> **WHAT TO PRODUCE**:
Which rows below contain the string "rider"? List each of them in full; letter case matters.

> **EXTRACTED RECORDS**:
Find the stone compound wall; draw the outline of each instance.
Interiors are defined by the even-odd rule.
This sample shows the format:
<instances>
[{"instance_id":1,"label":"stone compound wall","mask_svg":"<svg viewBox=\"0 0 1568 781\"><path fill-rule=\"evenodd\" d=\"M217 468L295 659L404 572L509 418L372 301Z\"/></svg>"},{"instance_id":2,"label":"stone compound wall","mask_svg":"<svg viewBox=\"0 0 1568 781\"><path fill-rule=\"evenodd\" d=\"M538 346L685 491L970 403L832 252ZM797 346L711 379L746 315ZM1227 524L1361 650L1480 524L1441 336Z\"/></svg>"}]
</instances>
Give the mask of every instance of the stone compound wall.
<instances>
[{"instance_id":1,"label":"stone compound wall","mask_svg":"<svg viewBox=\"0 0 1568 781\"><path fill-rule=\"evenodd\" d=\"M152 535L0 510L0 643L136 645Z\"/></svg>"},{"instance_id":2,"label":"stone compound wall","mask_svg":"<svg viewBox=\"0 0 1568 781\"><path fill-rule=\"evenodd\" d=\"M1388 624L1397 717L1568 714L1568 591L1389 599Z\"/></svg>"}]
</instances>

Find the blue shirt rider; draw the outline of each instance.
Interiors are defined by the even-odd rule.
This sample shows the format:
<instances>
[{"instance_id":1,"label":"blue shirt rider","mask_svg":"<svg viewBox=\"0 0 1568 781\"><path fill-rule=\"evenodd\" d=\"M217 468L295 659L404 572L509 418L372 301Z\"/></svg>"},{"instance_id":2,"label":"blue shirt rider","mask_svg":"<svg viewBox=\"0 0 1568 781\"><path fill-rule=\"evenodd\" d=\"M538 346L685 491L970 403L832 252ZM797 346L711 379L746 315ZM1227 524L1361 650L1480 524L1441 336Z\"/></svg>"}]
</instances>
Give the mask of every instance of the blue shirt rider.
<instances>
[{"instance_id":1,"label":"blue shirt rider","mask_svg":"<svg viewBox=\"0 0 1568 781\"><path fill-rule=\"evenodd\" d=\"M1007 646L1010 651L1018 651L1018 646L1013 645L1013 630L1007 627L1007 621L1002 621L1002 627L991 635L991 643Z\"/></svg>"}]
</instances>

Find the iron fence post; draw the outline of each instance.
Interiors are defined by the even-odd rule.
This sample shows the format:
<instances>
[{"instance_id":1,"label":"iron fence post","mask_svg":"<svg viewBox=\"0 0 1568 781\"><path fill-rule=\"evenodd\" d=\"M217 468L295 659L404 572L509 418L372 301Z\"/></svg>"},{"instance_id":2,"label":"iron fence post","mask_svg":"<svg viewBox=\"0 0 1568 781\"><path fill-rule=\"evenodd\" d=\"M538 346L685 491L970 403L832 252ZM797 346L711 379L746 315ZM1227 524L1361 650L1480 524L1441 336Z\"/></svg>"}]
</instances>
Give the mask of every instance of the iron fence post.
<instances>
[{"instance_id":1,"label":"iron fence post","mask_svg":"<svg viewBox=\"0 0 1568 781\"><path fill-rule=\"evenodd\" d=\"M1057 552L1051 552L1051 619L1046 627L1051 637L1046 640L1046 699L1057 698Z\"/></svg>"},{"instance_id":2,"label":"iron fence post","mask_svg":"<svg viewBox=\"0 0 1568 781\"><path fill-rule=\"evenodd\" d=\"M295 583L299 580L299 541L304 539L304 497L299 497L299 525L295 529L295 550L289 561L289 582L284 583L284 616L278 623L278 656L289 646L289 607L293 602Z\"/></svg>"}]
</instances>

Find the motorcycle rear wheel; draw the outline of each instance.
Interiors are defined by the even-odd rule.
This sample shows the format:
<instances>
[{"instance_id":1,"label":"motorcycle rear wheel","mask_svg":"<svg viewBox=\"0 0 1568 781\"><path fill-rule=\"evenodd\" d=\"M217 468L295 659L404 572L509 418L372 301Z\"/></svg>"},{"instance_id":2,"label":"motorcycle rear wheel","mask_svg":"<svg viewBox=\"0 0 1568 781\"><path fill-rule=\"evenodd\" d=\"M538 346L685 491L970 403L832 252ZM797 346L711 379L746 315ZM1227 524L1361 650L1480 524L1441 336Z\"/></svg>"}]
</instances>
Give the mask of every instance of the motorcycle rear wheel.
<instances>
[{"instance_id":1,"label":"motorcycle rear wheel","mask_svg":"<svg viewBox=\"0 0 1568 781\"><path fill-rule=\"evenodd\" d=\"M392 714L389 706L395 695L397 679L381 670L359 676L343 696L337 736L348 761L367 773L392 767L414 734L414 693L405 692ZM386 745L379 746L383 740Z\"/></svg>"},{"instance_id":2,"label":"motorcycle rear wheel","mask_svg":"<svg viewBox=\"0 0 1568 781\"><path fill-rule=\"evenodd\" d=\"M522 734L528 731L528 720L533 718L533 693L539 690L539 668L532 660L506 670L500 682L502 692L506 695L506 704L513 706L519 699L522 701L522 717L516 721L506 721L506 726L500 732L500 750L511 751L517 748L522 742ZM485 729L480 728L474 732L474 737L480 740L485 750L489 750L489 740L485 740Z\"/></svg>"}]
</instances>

> **RESULT**:
Find the blue shirt rider; draw the outline of each instance.
[{"instance_id":1,"label":"blue shirt rider","mask_svg":"<svg viewBox=\"0 0 1568 781\"><path fill-rule=\"evenodd\" d=\"M217 468L295 659L404 572L509 418L372 301Z\"/></svg>"},{"instance_id":2,"label":"blue shirt rider","mask_svg":"<svg viewBox=\"0 0 1568 781\"><path fill-rule=\"evenodd\" d=\"M538 346L685 491L970 403L832 252ZM797 346L711 379L746 315ZM1227 524L1361 650L1480 524L1441 336Z\"/></svg>"}]
Give the mask of every instance of the blue shirt rider.
[{"instance_id":1,"label":"blue shirt rider","mask_svg":"<svg viewBox=\"0 0 1568 781\"><path fill-rule=\"evenodd\" d=\"M1007 646L1010 651L1018 651L1018 646L1013 645L1013 630L1007 627L1007 621L1002 621L1002 627L991 635L991 643Z\"/></svg>"}]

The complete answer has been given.